*What is required*
All the data must come back unchanged, except that pictures are left out.

*Data entries*
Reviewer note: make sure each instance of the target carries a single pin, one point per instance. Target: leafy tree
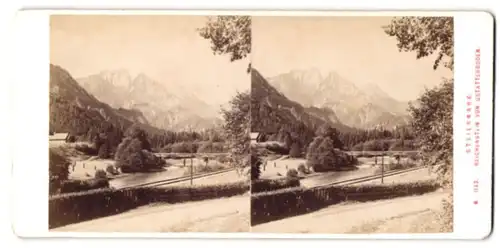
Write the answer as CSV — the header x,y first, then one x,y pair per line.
x,y
229,35
332,133
425,36
295,150
136,132
433,122
237,128
432,115
292,173
132,155
256,164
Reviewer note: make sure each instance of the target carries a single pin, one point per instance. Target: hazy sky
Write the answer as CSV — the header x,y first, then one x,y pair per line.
x,y
166,48
355,47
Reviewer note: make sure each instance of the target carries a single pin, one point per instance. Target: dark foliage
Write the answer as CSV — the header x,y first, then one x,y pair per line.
x,y
263,185
275,205
77,207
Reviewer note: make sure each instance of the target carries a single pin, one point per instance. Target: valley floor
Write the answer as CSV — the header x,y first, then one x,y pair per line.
x,y
220,215
414,214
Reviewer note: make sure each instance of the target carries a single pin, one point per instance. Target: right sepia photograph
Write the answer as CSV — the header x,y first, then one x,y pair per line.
x,y
352,124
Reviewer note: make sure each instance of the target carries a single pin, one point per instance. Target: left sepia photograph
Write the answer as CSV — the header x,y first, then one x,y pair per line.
x,y
149,123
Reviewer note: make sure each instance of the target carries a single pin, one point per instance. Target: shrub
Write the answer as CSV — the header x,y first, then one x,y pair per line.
x,y
58,169
82,206
255,169
111,170
295,150
100,174
322,156
86,149
70,186
274,205
292,173
277,148
302,169
203,169
263,185
104,151
130,157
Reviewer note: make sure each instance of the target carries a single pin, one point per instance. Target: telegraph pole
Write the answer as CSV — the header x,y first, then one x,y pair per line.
x,y
383,168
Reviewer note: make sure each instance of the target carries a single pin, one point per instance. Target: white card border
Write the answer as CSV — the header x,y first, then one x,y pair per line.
x,y
31,64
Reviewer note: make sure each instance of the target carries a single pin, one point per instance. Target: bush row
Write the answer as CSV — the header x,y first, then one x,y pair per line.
x,y
270,206
263,185
76,207
201,147
70,186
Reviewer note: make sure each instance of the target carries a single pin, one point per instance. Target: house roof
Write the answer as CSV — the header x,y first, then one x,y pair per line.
x,y
58,136
254,135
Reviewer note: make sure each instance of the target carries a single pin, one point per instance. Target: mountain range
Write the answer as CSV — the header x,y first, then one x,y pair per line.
x,y
74,110
367,107
271,109
163,106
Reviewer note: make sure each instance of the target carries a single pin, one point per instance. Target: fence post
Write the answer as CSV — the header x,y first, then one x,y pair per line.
x,y
383,169
191,171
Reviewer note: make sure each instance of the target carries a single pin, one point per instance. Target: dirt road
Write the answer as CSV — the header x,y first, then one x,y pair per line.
x,y
400,215
219,215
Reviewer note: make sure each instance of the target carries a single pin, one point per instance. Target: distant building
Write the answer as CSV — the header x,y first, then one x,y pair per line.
x,y
253,137
58,138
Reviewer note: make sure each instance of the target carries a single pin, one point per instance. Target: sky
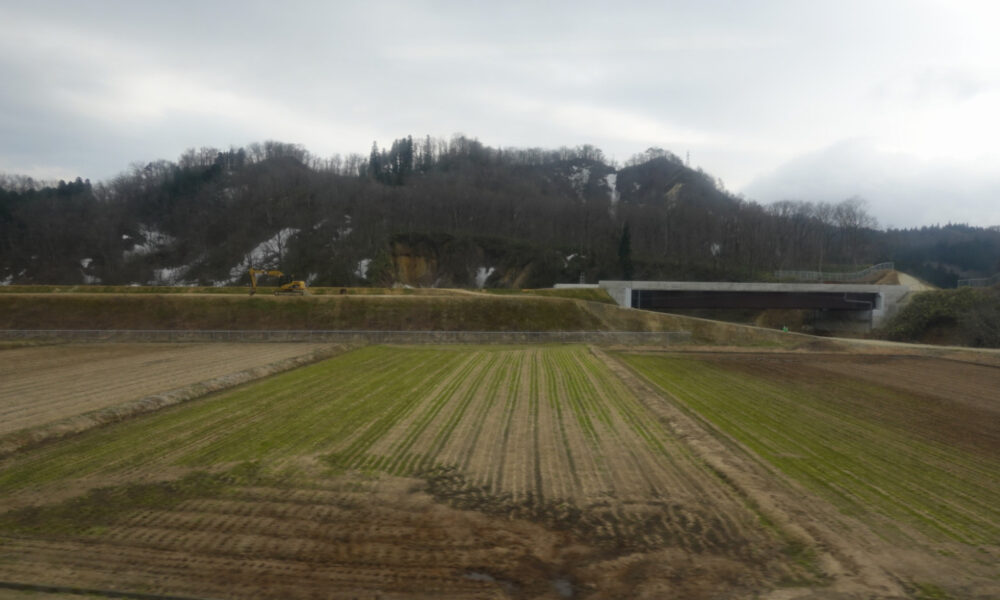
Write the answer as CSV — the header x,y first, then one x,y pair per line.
x,y
896,102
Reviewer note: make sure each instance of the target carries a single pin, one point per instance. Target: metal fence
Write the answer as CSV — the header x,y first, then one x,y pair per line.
x,y
635,338
984,282
822,276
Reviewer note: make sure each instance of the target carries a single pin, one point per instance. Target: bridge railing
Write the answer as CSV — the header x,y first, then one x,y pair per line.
x,y
825,276
982,282
638,338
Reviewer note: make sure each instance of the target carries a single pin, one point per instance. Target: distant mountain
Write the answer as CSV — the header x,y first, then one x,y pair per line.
x,y
435,212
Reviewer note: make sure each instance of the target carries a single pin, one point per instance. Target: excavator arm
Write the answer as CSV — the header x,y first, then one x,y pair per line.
x,y
292,287
254,273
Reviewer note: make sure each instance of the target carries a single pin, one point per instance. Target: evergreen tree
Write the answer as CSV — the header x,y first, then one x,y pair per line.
x,y
625,253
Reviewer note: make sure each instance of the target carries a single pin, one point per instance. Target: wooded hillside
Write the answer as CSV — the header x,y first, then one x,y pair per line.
x,y
442,212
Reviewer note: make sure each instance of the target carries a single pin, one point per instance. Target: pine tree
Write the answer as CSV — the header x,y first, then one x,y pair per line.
x,y
625,253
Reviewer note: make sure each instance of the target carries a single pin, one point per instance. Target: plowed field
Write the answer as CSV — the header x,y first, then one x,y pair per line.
x,y
531,472
42,384
355,476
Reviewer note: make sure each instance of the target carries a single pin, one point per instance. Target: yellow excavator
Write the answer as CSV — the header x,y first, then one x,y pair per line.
x,y
288,288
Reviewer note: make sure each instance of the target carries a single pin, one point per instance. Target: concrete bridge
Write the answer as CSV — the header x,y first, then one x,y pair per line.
x,y
855,305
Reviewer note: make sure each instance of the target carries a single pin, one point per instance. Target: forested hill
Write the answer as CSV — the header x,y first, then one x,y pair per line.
x,y
436,212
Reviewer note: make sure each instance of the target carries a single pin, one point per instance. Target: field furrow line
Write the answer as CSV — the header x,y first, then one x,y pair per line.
x,y
504,451
406,435
588,472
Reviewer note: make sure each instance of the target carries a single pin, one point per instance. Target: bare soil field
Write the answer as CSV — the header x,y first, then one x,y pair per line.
x,y
44,384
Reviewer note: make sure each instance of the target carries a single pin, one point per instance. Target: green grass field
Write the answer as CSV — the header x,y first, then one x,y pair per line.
x,y
856,443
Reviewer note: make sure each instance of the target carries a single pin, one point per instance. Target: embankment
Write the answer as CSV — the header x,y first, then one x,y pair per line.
x,y
460,312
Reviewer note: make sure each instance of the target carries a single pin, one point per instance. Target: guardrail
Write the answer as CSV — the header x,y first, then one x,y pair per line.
x,y
982,282
822,276
637,338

*Solution for this problem*
Reviewer note: make sure each instance of the target carries a single pin, one point per instance. Target: leafy tree
Write the answer as CSV — the header x,y first, then one x,y pair per line.
x,y
229,35
332,133
425,36
295,150
136,132
433,122
237,128
432,115
292,173
132,155
256,164
Reviewer note: make sure each instance of the target carries a single pin, one point per instance. Target: hazy sky
Write the answer as CSV — the header x,y first, then one x,y pair per line.
x,y
166,48
355,47
Reviewer note: make sure each instance of the target carries a single pin, one point per instance. Target: dark foliage
Write the answer as CSV — the header x,y first, then one x,y pair per line.
x,y
263,185
275,205
77,207
Reviewer note: make sure each instance of the target carries a single pin, one point per instance. Target: valley floor
Write the answer as CSV — the header x,y first, then one x,y pair per line.
x,y
220,215
414,214
Reviewer note: make sure each instance of the target carries a single pin, one point per instance. Target: right sepia photograph
Write the answer as CSV — the header x,y first, then one x,y pair per line.
x,y
352,124
Reviewer note: make sure each instance of the target carries a single pin, one point per instance. Target: left sepia photograph
Write the answer as CSV — the header x,y first, then one x,y pair per line.
x,y
149,123
Reviewer note: make sure each instance of the target carries a single pin, one point per instance. Target: shrub
Write the answer as CSV — the header x,y first, then one x,y pair per line.
x,y
58,169
82,206
255,169
111,170
295,150
100,174
322,156
86,149
70,186
274,205
292,173
277,148
302,169
203,169
263,185
104,151
130,157
Reviewer note: make sure each instance of the target carries a single pin, one point per instance. Target: telegraph pole
Write the answer as CSV — the header x,y first, then one x,y pair per line.
x,y
383,168
Reviewer note: make sure each instance of the target carries a single pin, one point per instance. Target: white card border
Write the answer as CSV — the header x,y first, then one x,y pair per line.
x,y
31,64
Reviewer note: make sure each instance of the target carries a single pin, one point per instance. Target: bush row
Write the answer as CSV — the header x,y first, then one x,y pair per line.
x,y
270,206
263,185
76,207
201,147
70,186
Reviewer note: make sure each instance of the target carries a single pin, one point per instance. Target: house roof
Write the answer as CSV — the header x,y first, then one x,y pair per line.
x,y
58,136
254,135
Reviewer note: make sure each instance of the target carries a single pin, one point per instance. Target: mountain range
Write the answer as CSV — the header x,y first, then one x,y pair per line.
x,y
74,110
367,107
271,109
163,106
Reviewer note: make sure each instance of the target carries a single pin, one point per instance. Target: fence post
Write the answer as CSV — the header x,y first, then one x,y pair per line.
x,y
383,169
191,171
Reviewer note: make sure each instance of the target carries a single pin, one point per instance. Target: dirt road
Write the answer as CSV — the header x,y first, then one x,y pair per line.
x,y
400,215
219,215
Reviewer note: make sure each instance of the target carries a single pin, one point per instance. Target: distant building
Write the answer as CSV — the header x,y first, then one x,y pair per line.
x,y
253,137
58,138
Reviewer note: make sure each instance of the target carries a single pin, one point per instance. Target: sky
Write the answer as CSV — the header x,y first, then one x,y pair per line.
x,y
896,102
Reviewer note: make sure each instance of the target carries a single pin, one point per instance. Target: metal fence
Write the answer as CSV — the header x,y first, then one x,y pair per line.
x,y
635,338
984,282
822,276
Reviewer note: make sure each instance of the target carries a single pin, one point per instance. Target: bridge railing
Write the answer as CSV — the header x,y first, then one x,y pair per line.
x,y
825,276
982,282
638,338
Reviewer note: make sure each instance of the target carries a single pin, one point per instance. Target: distant mountain
Write the answer as CSV — the header x,y first, then one x,y pair per line.
x,y
435,212
Reviewer note: make sure each instance of the target carries a single pin, one point per instance. Target: excavator arm
Write the answer as CSV — the header x,y first, then one x,y pair per line.
x,y
292,287
254,273
Reviewer note: make sure each instance of the target carries a single pin, one point per instance. Target: evergreen tree
Write the answer as CSV — the header x,y first, then one x,y pair per line.
x,y
625,253
Reviewer note: make sure each instance of the target carries a single pin, one point per instance. Target: wooded hillside
Write the answer as CSV — the header x,y first, then one x,y pair per line.
x,y
442,212
Reviewer note: make sure each instance of the target carries a single pin, one point per instance. Target: pine tree
Write the answer as CSV — the header x,y first, then one x,y pair per line.
x,y
625,253
Reviewer note: make sure each instance of the target carries a single pin, one point per instance. Target: plowed field
Write the answer as CSV — the header x,y first, then one x,y pair per line.
x,y
531,472
42,384
355,476
Reviewer note: make sure each instance of the target carries a single pin, one point per instance. Target: yellow excavator
Write the answer as CSV — the header x,y first, then one x,y pair per line.
x,y
288,288
Reviewer note: make sure each instance of the target carries a single pin, one point per instance. Target: concrete bridge
Write the answer as CSV — the header x,y first, then one x,y pair per line.
x,y
855,305
Reviewer note: make sure each instance of the target carries a single pin, one point per instance. Target: forested hill
Write the answer as CSV — the header x,y first, then one x,y pair per line.
x,y
436,212
Reviewer note: make sure each instance of the target carries a single pin, one point per instance. Target: field furrow line
Write the answer as CSV — the header x,y first, then one x,y pair per line.
x,y
504,451
406,435
588,472
Reviewer note: make sure each instance of the target carries a single pin, one point per instance. Target: bare soil field
Write the answer as CSV — the header x,y first, then one x,y pair per line.
x,y
44,384
Reviewer note: make sure each instance of the target carries a single pin, one point per instance. Target: green grass field
Write the answer as CSV — the header x,y first, then one x,y pair per line.
x,y
856,443
Reviewer note: make sure each instance of the target carries a single pin, one point per instance. Target: embankment
Write the answer as CSV — the header x,y first, then one x,y pair per line.
x,y
460,312
Reviewer note: make sure each instance of the target carries a single pin, one point per instance. Target: guardrail
Write the answer as CSV — the header x,y first, then one x,y pair per line.
x,y
982,282
822,276
637,338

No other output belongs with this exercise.